## Start

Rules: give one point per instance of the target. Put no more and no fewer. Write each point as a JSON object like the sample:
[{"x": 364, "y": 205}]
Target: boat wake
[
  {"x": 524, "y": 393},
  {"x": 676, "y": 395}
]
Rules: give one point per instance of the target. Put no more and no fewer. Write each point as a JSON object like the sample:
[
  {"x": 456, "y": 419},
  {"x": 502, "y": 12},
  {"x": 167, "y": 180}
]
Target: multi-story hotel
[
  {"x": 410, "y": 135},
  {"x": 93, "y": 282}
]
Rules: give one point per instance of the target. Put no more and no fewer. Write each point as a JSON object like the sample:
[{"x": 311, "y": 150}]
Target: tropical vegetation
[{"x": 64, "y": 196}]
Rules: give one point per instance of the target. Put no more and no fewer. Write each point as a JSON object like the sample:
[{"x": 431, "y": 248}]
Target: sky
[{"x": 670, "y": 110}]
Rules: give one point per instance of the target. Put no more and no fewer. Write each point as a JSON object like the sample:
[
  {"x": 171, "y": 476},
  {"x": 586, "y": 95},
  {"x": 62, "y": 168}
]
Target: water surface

## End

§ **SHORT PROBLEM**
Can you format every line of the listing above as a JSON array of strings, one string per line, with blank lines omitted?

§ **OUTPUT**
[
  "Rules: give one point per instance of the target. Put no more and no fewer. Write each point as a JSON object like the sample:",
  "[{\"x\": 364, \"y\": 205}]",
  "Target: boat wake",
  "[",
  "  {\"x\": 524, \"y\": 393},",
  "  {\"x\": 676, \"y\": 395}",
  "]",
  "Rules: give one point per instance of the target. Put no more and no fewer. Write each point as a JSON object like the sample:",
  "[",
  "  {\"x\": 456, \"y\": 419},",
  "  {\"x\": 502, \"y\": 12},",
  "  {\"x\": 167, \"y\": 180}",
  "]",
  "Target: multi-story hotel",
  "[",
  "  {\"x\": 410, \"y\": 135},",
  "  {\"x\": 93, \"y\": 282}",
  "]",
  "Rules: give one point per instance of the target. Put no more and no fewer. Write each point as a JSON object like the sample:",
  "[{\"x\": 311, \"y\": 150}]",
  "Target: tropical vegetation",
  "[{\"x\": 64, \"y\": 196}]",
  "Rules: give one point per instance of the target. Put no more and no fewer. Write each point as a JSON object like the sample:",
  "[{\"x\": 431, \"y\": 248}]",
  "Target: sky",
  "[{\"x\": 670, \"y\": 110}]",
  "Rules: give one point per instance of the target. Put no more and no fewer. Write each point as a JSON object like the sample:",
  "[",
  "  {\"x\": 171, \"y\": 476},",
  "  {\"x\": 586, \"y\": 95},",
  "  {\"x\": 62, \"y\": 168}",
  "]",
  "Target: water surface"
]